===== INFORMATION GIVEN =====
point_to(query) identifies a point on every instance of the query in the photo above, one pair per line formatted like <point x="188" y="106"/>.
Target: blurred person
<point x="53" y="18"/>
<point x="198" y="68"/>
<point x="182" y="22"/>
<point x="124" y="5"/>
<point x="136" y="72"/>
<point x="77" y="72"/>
=====
Gather every line of the entries above that contains the string "point", treating uppercase and lowercase letters as distinct.

point_to(query) identifies a point on every instance of the query in the photo above, one pair per line formatted like <point x="188" y="106"/>.
<point x="53" y="18"/>
<point x="198" y="68"/>
<point x="182" y="22"/>
<point x="124" y="5"/>
<point x="136" y="72"/>
<point x="77" y="72"/>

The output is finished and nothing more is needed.